● **Task details**: Copy exactly, and only, the lines from the line containing "Target: air vent" through the last line of the records below, both included.

Point placement records

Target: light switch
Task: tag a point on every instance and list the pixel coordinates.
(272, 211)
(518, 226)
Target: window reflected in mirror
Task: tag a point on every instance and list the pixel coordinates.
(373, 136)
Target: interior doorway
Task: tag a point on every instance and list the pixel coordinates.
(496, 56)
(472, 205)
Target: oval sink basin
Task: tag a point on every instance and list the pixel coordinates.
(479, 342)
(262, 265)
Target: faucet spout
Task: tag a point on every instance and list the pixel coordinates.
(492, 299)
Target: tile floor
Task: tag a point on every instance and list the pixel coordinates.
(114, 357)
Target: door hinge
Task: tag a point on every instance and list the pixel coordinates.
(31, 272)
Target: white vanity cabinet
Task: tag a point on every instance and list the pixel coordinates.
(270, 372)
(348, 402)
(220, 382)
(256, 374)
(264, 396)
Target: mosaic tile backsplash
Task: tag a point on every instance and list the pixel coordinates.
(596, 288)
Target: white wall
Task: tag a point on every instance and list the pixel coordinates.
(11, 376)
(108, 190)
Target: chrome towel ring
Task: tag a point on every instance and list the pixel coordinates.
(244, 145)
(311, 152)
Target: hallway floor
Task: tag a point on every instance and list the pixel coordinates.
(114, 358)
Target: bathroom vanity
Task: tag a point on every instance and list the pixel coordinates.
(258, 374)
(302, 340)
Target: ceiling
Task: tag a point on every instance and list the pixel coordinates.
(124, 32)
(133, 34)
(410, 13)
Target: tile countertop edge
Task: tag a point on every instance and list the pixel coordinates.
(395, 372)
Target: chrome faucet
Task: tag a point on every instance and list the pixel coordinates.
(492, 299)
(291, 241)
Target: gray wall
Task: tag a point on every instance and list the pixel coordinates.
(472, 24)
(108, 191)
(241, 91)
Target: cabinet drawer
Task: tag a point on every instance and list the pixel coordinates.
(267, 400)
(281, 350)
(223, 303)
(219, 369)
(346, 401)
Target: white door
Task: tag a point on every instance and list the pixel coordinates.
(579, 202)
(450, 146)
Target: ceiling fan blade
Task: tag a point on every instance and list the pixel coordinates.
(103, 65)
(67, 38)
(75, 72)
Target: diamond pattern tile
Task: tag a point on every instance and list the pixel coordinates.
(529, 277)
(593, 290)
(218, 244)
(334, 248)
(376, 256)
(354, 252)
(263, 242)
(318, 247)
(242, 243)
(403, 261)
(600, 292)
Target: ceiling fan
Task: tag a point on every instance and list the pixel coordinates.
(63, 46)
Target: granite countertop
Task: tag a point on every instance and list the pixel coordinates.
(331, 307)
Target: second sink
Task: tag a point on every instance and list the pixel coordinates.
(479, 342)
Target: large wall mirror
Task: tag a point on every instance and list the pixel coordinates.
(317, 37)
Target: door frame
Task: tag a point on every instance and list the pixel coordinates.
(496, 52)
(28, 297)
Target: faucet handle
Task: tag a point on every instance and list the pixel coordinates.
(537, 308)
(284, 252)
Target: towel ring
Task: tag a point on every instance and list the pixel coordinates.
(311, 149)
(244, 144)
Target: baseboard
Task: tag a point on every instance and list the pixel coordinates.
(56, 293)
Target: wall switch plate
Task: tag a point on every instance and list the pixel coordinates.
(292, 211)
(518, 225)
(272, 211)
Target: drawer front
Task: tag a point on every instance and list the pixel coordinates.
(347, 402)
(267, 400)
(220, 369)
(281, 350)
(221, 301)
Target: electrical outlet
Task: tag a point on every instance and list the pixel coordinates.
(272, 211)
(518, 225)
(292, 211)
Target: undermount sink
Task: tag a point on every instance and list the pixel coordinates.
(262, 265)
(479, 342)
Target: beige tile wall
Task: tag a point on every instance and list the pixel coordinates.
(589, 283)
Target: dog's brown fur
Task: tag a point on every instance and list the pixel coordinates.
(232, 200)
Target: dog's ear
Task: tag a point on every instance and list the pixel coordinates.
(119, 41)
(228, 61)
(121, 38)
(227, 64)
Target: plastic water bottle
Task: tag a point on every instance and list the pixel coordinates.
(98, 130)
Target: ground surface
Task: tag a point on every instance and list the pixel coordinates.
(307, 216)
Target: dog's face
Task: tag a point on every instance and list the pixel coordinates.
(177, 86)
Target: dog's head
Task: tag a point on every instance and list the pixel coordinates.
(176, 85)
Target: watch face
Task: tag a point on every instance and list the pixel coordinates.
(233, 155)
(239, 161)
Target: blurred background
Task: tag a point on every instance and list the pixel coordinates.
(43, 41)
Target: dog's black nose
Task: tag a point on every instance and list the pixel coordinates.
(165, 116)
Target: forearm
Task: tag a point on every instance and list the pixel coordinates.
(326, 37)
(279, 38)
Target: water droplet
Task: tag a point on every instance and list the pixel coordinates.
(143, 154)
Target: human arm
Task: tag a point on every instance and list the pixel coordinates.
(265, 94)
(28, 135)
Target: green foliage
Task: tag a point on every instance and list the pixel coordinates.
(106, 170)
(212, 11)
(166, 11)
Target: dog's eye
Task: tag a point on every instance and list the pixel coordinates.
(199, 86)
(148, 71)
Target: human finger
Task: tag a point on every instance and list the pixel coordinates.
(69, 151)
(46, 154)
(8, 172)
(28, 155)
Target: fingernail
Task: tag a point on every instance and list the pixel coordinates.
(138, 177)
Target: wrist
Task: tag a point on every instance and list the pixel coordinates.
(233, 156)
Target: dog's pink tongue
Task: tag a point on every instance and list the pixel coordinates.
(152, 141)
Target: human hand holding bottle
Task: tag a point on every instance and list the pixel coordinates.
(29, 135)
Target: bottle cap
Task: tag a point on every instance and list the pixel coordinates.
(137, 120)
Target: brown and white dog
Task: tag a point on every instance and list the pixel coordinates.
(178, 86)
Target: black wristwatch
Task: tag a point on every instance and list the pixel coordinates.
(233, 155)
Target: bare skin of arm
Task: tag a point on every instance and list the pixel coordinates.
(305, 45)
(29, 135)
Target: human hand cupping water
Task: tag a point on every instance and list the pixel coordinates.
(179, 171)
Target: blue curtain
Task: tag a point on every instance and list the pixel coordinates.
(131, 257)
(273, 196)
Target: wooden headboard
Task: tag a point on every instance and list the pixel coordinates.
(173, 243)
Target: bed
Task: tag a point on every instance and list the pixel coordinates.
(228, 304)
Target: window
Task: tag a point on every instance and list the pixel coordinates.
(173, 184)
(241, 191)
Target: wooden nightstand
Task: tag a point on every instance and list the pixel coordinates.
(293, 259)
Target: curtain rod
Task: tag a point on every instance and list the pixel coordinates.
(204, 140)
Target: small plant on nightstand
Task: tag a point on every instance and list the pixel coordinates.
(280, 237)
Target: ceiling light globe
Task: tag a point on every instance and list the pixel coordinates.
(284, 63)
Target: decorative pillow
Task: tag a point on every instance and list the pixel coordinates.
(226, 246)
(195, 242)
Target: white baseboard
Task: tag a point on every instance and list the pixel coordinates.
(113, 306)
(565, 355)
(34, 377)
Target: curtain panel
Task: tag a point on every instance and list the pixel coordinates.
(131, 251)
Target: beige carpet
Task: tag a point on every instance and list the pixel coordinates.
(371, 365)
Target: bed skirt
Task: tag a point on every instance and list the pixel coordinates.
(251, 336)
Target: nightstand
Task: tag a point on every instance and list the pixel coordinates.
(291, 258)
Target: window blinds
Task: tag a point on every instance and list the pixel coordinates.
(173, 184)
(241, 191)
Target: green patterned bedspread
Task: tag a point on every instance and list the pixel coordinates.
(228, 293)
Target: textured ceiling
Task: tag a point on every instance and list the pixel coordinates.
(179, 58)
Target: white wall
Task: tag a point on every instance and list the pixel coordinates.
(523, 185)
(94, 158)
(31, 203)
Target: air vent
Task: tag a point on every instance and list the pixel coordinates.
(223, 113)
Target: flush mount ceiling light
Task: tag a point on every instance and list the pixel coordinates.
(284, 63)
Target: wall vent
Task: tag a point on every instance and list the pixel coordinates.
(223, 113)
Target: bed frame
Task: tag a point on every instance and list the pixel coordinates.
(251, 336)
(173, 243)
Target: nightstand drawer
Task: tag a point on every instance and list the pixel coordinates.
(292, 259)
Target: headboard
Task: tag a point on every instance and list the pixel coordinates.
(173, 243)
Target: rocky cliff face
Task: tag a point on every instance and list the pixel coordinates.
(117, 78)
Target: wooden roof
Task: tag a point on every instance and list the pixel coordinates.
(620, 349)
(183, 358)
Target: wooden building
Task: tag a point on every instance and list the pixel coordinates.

● **Exercise response**:
Target: air vent
Task: tag a point on every instance and list the pixel coordinates.
(223, 113)
Target: flush mount ceiling light
Task: tag a point on every instance and list the pixel coordinates.
(284, 63)
Target: wall vent
Task: tag a point on every instance and list the pixel coordinates.
(223, 113)
Target: bed frame
Task: tag a point on every instance and list the pixel coordinates.
(251, 336)
(173, 243)
Target: nightstand drawer
Task: tag a point on every instance and list the pixel coordinates.
(292, 259)
Target: headboard
Task: tag a point on every instance and list the pixel coordinates.
(173, 243)
Target: rocky cliff face
Task: tag a point on every instance and list the pixel coordinates.
(117, 78)
Target: wooden roof
Task: tag a point on every instance and list the pixel coordinates.
(620, 349)
(183, 358)
Target: wooden building
Task: tag a point on every instance and list the pixel coordinates.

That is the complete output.